_INSTRUCTION_
From the passage below on religion and capital punishment, list the execution methods that governments and rulers are said to have stopped using.
## begin PAGE
Until quite recently, in the large picture of human history, there was absolutely no conflict between religion and capital punishment, since crime was seen as an affront to the gods as well as the state and/or its citizens. The Bible enjoins punishment by death, and no easy death, to those who commit certain grave crimes, and this was carried through for some 3000 years. I have a mid-19th century prayer book which contains a form for the visitation of prisoners, which has a most interesting harangue to be delivered to a prisoner awaiting execution. No one at the time saw anything inappropriate in a priest, or the Church, colluding, as it were, in the carrying out of the demands of justice. Until just a couple generations ago, only a relatively few advanced thinkers thought that there was anything wrong with punishing with death the worst crimes on the books. Indeed, it was thought to be advanced thinking when governments and rulers stopped executing people by breaking on the wheel, burning at the stake, hanging drawing and quartering, etc. Remember that the guillotine was invented as an instrument of merciful death because hangings were so often botched.
## end PAGE
## begin COLLECTED MATERIAL
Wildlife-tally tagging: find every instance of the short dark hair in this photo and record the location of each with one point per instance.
## end COLLECTED MATERIAL
_SOLUTION TO THIS PROBLEM_
Breaking on the wheel, burning at the stake, and hanging, drawing and quartering.